## Required work
Extract each record and reproduce it exactly.

## Data supplied
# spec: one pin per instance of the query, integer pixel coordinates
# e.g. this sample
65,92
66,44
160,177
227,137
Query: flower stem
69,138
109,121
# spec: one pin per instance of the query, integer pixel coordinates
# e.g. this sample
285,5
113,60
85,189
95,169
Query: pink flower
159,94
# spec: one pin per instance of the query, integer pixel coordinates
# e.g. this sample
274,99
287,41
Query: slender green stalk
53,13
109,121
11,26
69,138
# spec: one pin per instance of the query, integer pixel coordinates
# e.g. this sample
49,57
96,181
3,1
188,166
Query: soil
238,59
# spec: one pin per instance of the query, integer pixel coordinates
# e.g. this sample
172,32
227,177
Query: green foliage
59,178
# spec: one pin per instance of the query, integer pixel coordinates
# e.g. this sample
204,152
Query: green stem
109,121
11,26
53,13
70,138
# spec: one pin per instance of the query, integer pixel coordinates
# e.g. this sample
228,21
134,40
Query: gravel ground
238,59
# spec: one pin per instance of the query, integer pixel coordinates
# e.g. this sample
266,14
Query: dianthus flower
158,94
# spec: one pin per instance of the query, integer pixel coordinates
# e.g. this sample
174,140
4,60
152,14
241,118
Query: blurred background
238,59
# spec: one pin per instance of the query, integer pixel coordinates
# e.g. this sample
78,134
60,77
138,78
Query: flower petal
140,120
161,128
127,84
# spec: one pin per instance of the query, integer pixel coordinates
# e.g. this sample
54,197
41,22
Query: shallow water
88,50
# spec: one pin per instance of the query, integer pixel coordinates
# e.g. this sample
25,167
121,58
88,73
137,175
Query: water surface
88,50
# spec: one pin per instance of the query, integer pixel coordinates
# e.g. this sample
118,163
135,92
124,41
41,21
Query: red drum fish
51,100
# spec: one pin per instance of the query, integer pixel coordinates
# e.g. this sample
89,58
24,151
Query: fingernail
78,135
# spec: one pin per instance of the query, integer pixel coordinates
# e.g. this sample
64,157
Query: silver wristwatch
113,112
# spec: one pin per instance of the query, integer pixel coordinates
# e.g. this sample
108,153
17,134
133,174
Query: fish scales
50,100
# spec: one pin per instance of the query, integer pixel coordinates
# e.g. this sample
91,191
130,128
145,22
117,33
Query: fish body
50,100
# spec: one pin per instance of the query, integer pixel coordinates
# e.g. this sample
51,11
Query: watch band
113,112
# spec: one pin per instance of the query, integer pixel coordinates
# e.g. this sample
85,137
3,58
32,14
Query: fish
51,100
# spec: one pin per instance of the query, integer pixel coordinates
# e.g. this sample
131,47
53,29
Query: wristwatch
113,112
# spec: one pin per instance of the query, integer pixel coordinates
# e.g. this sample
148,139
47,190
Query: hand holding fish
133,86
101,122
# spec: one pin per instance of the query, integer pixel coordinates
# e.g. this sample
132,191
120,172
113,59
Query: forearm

## Correct output
# spec: one pin per instance of the query, integer pixel coordinates
# e.g. this sample
65,92
66,44
160,177
227,137
Query: flower stem
69,138
109,121
# spec: one pin per instance of the query, integer pixel coordinates
# e.g. this sample
285,5
113,60
85,189
95,169
Query: pink flower
159,94
# spec: one pin per instance of the query, integer pixel coordinates
# e.g. this sample
274,99
287,41
Query: slender green stalk
53,13
109,121
11,26
69,138
# spec: one pin per instance of the query, integer pixel coordinates
# e.g. this sample
49,57
96,181
3,1
188,166
Query: soil
238,59
# spec: one pin per instance of the query, integer pixel coordinates
# e.g. this sample
172,32
227,177
Query: green foliage
59,178
# spec: one pin per instance of the query, integer pixel coordinates
# e.g. this sample
204,152
Query: green stem
109,121
11,26
53,13
70,138
# spec: one pin per instance of the query, integer pixel coordinates
# e.g. this sample
228,21
134,40
Query: gravel ground
238,59
# spec: one pin per instance of the query, integer pixel coordinates
# e.g. this sample
266,14
Query: dianthus flower
158,94
# spec: one pin per instance of the query, integer pixel coordinates
# e.g. this sample
174,140
4,60
152,14
241,118
Query: blurred background
238,59
# spec: one pin per instance of the query, integer pixel coordinates
# e.g. this sample
78,134
60,77
138,78
Query: flower petal
140,120
161,128
127,84
# spec: one pin per instance of the query, integer pixel coordinates
# e.g. this sample
54,197
41,22
Query: shallow water
88,50
# spec: one pin per instance of the query, integer pixel coordinates
# e.g. this sample
25,167
121,58
88,73
137,175
Query: water surface
88,50
# spec: one pin per instance of the query, integer pixel coordinates
# e.g. this sample
118,163
135,92
124,41
41,21
Query: red drum fish
51,100
# spec: one pin per instance of the query, integer pixel coordinates
# e.g. this sample
89,58
24,151
Query: fingernail
78,135
# spec: one pin per instance of the query, integer pixel coordinates
# e.g. this sample
64,157
Query: silver wristwatch
113,112
# spec: one pin per instance of the query, integer pixel coordinates
# e.g. this sample
108,153
17,134
133,174
Query: fish scales
50,100
# spec: one pin per instance of the query, integer pixel coordinates
# e.g. this sample
91,191
130,128
145,22
117,33
Query: fish body
50,100
# spec: one pin per instance of the query, integer pixel coordinates
# e.g. this sample
51,11
Query: watch band
113,112
# spec: one pin per instance of the query, integer pixel coordinates
# e.g. this sample
85,137
3,58
32,14
Query: fish
51,100
# spec: one pin per instance of the query, integer pixel coordinates
# e.g. this sample
131,47
53,29
Query: wristwatch
113,112
# spec: one pin per instance of the query, integer pixel coordinates
# e.g. this sample
148,139
47,190
Query: hand holding fish
133,86
101,122
# spec: one pin per instance of the query, integer pixel coordinates
# e.g. this sample
132,191
120,172
113,59
Query: forearm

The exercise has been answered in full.